What needs to be done: Render the lines below, from the one containing "of the woman" through the end of the rows, inclusive, as a JSON list of strings, one string per line, leaving out blank lines.

Data rows:
^^^^^^^^
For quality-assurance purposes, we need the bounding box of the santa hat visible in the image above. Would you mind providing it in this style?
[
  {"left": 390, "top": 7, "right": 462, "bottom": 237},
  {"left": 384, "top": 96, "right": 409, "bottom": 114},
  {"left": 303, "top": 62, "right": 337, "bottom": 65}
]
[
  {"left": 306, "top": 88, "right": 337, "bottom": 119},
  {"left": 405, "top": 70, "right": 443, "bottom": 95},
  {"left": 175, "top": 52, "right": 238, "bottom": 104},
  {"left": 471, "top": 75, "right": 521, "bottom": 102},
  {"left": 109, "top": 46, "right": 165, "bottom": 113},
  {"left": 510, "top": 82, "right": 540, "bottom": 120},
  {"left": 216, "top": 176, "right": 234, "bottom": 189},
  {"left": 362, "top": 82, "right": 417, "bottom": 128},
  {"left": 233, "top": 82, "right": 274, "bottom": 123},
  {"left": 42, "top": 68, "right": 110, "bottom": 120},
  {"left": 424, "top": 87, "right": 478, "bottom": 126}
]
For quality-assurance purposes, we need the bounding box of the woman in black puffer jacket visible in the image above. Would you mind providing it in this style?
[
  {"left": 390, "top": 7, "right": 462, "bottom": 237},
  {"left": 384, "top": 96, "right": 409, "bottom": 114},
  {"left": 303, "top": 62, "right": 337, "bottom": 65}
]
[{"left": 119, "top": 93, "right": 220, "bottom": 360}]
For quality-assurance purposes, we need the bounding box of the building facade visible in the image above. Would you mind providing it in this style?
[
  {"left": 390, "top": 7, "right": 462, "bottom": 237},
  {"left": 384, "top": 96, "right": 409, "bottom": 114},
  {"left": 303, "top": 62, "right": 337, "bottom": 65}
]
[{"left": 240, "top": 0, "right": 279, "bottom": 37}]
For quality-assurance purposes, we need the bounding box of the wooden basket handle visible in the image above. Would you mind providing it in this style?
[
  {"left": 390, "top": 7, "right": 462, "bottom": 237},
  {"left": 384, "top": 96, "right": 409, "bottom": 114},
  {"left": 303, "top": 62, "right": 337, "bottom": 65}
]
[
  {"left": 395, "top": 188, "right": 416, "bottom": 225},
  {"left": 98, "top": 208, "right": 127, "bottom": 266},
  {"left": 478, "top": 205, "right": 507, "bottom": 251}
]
^^^^^^^^
Reply:
[
  "For quality-assurance purposes, we need the bounding box of the woman in black puffer jacket visible in the image above. Would you mind providing it in this style?",
  "[",
  "  {\"left\": 390, \"top\": 7, \"right\": 462, \"bottom\": 237},",
  "  {\"left\": 384, \"top\": 96, \"right\": 409, \"bottom\": 114},",
  "  {\"left\": 303, \"top\": 62, \"right\": 337, \"bottom\": 65}",
  "]",
  "[{\"left\": 119, \"top\": 93, \"right\": 220, \"bottom\": 360}]",
  "For quality-assurance purposes, we need the bounding box of the building facade visible in the image above. Would you mind providing it in this style?",
  "[",
  "  {\"left\": 390, \"top\": 7, \"right\": 462, \"bottom\": 237},",
  "  {\"left\": 384, \"top\": 96, \"right\": 409, \"bottom\": 114},",
  "  {\"left\": 303, \"top\": 62, \"right\": 337, \"bottom\": 65}",
  "]",
  "[{\"left\": 240, \"top\": 0, \"right\": 279, \"bottom\": 37}]",
  "For quality-assurance purposes, we need the bounding box of the wooden basket handle visible in the image above. Would you mind providing it in this style?",
  "[",
  "  {\"left\": 390, \"top\": 7, \"right\": 462, \"bottom\": 237},",
  "  {\"left\": 384, \"top\": 96, \"right\": 409, \"bottom\": 114},",
  "  {\"left\": 303, \"top\": 62, \"right\": 337, \"bottom\": 65}",
  "]",
  "[",
  "  {\"left\": 395, \"top\": 188, \"right\": 416, \"bottom\": 225},",
  "  {\"left\": 98, \"top\": 208, \"right\": 127, \"bottom\": 266},",
  "  {\"left\": 478, \"top\": 205, \"right\": 507, \"bottom\": 251}",
  "]"
]